**Input for this task:**

============================================================

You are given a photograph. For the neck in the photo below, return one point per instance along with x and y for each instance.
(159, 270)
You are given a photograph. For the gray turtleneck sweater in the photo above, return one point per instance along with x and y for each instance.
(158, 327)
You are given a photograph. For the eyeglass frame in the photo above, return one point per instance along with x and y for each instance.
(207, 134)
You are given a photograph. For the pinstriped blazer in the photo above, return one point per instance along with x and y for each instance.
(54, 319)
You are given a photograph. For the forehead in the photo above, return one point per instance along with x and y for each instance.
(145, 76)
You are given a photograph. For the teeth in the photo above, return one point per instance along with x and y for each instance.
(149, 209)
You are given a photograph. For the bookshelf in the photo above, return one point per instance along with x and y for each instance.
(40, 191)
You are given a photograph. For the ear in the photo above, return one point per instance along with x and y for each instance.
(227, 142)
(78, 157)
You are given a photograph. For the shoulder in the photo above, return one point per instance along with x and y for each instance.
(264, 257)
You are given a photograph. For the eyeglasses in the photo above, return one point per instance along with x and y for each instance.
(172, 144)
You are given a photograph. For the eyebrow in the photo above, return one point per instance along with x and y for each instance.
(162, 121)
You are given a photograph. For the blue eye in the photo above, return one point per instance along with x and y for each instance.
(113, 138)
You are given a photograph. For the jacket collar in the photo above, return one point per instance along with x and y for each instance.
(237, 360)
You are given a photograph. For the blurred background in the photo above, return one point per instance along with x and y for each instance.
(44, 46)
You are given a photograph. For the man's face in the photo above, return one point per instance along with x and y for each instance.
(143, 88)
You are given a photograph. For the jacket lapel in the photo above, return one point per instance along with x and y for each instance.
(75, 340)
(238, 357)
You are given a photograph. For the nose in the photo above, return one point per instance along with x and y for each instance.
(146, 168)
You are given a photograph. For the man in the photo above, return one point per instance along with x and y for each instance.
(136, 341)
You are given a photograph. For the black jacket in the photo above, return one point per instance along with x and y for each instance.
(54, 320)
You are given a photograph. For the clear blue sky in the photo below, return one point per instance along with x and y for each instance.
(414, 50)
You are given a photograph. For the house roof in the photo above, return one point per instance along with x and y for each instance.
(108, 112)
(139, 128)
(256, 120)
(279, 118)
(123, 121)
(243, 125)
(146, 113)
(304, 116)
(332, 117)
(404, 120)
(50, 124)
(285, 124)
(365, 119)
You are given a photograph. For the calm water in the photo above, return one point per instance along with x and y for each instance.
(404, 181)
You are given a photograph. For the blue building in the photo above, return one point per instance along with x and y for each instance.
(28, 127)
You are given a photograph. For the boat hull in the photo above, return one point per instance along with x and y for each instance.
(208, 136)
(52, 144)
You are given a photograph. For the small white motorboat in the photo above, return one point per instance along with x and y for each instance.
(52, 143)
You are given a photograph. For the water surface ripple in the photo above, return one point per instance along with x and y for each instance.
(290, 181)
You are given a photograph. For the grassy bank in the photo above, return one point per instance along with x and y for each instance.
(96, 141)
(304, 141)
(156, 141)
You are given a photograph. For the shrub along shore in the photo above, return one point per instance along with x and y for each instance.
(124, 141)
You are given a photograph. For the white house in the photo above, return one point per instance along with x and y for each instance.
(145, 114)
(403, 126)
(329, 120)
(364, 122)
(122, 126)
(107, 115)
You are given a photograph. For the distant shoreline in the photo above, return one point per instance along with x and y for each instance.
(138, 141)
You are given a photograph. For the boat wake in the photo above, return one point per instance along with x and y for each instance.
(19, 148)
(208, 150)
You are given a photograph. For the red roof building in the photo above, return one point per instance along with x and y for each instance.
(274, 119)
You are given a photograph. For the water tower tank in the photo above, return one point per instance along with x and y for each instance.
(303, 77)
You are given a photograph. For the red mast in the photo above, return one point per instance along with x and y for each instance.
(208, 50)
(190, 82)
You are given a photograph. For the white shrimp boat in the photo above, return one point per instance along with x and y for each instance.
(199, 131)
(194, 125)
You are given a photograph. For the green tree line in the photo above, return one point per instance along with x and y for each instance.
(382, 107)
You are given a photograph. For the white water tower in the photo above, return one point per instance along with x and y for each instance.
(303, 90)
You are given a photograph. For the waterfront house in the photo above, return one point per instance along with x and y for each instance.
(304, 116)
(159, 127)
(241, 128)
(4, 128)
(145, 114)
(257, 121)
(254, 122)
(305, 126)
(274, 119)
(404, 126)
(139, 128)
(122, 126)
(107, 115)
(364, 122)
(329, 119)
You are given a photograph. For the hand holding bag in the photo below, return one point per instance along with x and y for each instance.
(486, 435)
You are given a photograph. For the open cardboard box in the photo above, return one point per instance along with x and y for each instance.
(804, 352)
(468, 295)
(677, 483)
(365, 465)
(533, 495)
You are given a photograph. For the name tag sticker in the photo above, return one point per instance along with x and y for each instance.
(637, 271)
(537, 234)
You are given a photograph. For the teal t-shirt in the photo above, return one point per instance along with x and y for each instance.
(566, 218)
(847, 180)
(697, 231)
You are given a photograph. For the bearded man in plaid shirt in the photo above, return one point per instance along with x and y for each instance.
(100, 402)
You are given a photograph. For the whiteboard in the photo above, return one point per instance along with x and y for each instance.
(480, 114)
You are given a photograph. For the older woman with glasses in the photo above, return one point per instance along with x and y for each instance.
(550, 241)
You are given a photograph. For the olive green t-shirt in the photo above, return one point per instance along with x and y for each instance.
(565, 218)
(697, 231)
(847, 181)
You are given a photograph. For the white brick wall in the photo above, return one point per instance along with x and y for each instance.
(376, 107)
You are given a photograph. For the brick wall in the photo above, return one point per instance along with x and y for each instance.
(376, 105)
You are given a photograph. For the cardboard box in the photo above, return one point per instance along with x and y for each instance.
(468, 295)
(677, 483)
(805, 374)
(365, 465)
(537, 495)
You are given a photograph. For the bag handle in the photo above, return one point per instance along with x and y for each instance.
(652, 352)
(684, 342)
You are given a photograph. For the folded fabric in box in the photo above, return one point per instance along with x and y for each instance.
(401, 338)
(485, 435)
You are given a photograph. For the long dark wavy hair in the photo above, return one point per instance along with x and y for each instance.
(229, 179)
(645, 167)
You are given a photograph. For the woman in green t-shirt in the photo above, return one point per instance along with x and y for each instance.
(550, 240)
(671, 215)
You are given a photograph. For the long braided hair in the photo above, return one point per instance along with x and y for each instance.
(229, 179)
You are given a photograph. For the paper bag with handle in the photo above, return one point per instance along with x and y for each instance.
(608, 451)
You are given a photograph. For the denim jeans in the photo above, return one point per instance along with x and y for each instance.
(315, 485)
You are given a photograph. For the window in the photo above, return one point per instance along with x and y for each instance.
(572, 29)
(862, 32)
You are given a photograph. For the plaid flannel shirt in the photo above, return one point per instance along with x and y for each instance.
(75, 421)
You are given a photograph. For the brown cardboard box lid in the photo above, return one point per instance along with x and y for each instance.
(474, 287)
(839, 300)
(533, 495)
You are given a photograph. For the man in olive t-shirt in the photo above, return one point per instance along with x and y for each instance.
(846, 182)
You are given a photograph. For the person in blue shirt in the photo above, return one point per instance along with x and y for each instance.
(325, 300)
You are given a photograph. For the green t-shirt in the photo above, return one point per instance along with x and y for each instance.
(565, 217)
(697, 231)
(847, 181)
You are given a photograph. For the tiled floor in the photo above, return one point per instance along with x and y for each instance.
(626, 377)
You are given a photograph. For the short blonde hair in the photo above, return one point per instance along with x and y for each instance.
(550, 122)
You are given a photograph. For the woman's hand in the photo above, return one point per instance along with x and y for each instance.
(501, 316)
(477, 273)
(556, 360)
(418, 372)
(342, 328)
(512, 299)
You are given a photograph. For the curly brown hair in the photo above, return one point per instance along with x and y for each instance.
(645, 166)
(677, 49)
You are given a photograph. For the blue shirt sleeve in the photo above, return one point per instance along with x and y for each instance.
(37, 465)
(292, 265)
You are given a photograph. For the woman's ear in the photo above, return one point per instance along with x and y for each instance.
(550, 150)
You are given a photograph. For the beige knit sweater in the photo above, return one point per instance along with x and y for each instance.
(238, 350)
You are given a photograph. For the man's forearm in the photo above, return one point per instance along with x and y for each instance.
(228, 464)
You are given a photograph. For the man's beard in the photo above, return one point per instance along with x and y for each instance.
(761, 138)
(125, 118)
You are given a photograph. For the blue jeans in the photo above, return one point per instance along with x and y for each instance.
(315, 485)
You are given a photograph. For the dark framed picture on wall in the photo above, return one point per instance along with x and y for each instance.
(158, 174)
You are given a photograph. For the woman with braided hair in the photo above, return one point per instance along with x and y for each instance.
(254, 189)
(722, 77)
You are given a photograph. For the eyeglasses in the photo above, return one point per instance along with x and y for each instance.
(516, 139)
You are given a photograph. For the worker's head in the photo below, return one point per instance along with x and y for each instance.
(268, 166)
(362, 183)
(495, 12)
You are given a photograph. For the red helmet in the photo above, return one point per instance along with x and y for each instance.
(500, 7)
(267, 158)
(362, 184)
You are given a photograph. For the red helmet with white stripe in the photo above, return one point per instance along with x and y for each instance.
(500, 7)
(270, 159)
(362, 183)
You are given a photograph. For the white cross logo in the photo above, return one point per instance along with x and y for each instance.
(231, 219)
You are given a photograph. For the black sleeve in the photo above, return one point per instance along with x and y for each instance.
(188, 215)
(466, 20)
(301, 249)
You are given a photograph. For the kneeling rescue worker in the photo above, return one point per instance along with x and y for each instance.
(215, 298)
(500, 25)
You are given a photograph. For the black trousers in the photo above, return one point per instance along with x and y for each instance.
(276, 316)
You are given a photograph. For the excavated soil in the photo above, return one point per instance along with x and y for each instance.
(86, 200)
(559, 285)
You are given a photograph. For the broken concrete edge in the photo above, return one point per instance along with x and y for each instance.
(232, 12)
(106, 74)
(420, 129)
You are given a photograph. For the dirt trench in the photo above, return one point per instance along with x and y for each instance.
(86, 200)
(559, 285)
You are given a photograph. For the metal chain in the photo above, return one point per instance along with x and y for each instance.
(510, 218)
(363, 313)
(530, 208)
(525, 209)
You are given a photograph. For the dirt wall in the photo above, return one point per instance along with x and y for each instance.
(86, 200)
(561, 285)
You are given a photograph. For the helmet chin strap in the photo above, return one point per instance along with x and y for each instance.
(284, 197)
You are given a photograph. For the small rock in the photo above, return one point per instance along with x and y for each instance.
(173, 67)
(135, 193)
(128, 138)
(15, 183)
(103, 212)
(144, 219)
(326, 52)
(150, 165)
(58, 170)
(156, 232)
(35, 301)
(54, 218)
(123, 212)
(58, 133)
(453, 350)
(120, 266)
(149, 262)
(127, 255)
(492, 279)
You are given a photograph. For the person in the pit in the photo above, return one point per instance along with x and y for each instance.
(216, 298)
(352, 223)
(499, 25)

============================================================

**Exercise objective:** Leave out every line before the one containing "You are given a photograph. For the dirt wall". Transcribe that line and all lines after it through the end of the data above, exactly.

**Finished task:**
You are given a photograph. For the dirt wall in the photo above, return one point per instance along with x and y for each instance.
(86, 200)
(561, 285)
You are given a photograph. For the helmet chin strap in the photo above, return one point per instance along with x and y for each instance.
(284, 197)
You are given a photograph. For the small rock in the photo above, return one point per instance along with x and y for each instance.
(173, 67)
(135, 193)
(128, 138)
(15, 183)
(103, 212)
(144, 219)
(326, 52)
(150, 165)
(58, 170)
(156, 232)
(35, 301)
(54, 218)
(123, 212)
(58, 133)
(453, 350)
(120, 266)
(149, 262)
(127, 255)
(492, 279)
You are given a photograph. For the person in the pit in the photo above, return one point per instance along with x and y for each instance.
(216, 298)
(352, 223)
(499, 25)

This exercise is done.